* [WHAT YOU SHOULD DO]:
Format the material from the line containing "Target: ch-53 helicopter" through the line containing "Target: helicopter fuselage", both included, as a Markdown table with the columns Row and Entry. Number each line in Row, put its text in Entry, and omit blank lines.

··· TASK MATERIAL ···

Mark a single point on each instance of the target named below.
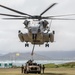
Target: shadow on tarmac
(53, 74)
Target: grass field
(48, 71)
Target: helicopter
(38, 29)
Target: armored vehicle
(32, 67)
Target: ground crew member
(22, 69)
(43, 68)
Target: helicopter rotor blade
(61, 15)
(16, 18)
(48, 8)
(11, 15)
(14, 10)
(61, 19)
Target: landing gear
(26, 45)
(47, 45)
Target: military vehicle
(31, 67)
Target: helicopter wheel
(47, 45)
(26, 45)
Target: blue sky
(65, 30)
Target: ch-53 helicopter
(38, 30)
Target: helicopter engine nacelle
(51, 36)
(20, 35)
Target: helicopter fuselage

···
··· TASK MATERIAL ···

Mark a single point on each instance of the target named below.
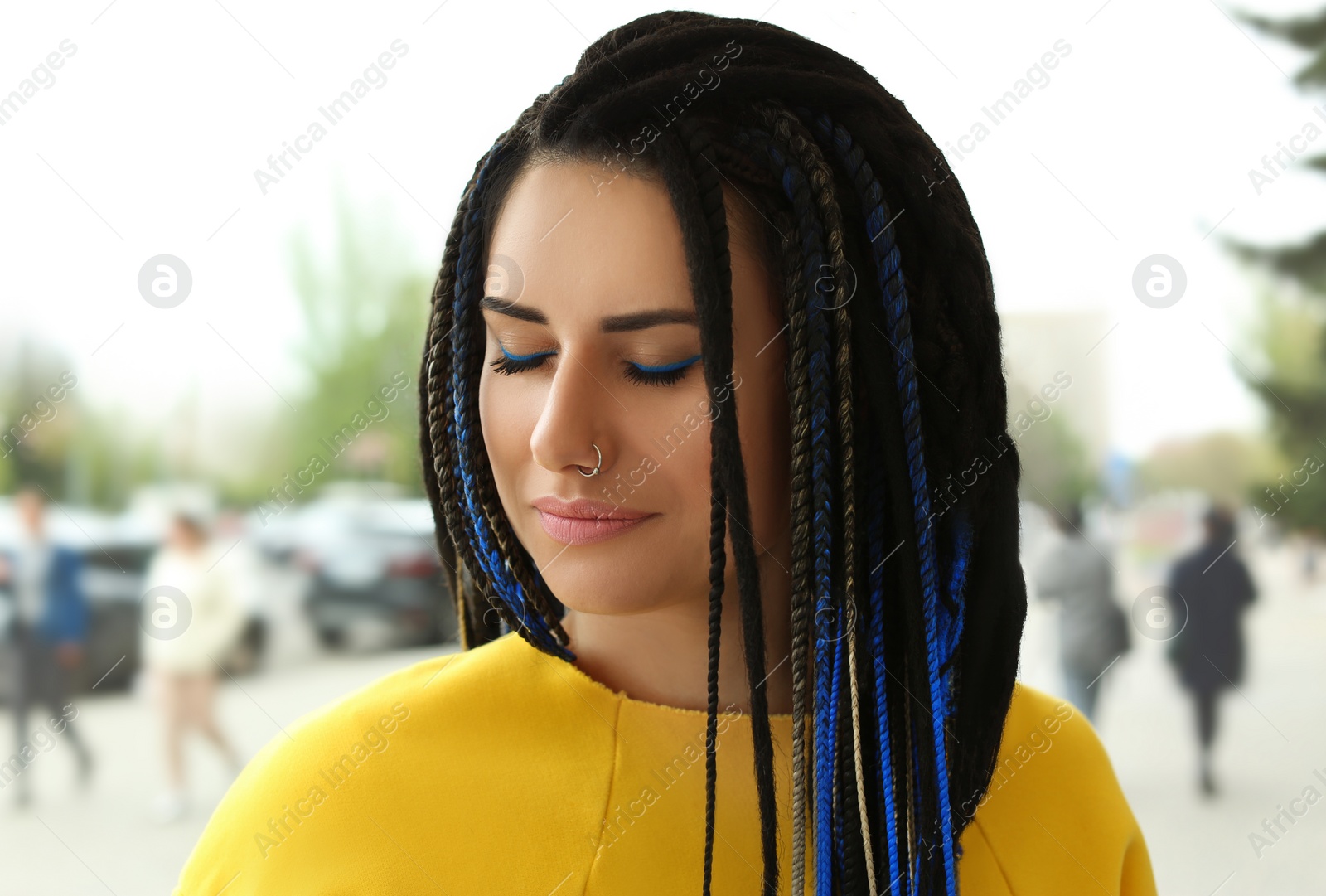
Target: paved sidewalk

···

* [FINAL RESULT]:
| Row | Entry |
|---|---|
| 1 | Target: ch-53 helicopter |
| 2 | (38, 30) |
| 3 | Target: helicopter engine nacelle |
| 4 | (51, 36) |
| 5 | (20, 35) |
| 6 | Target: helicopter fuselage |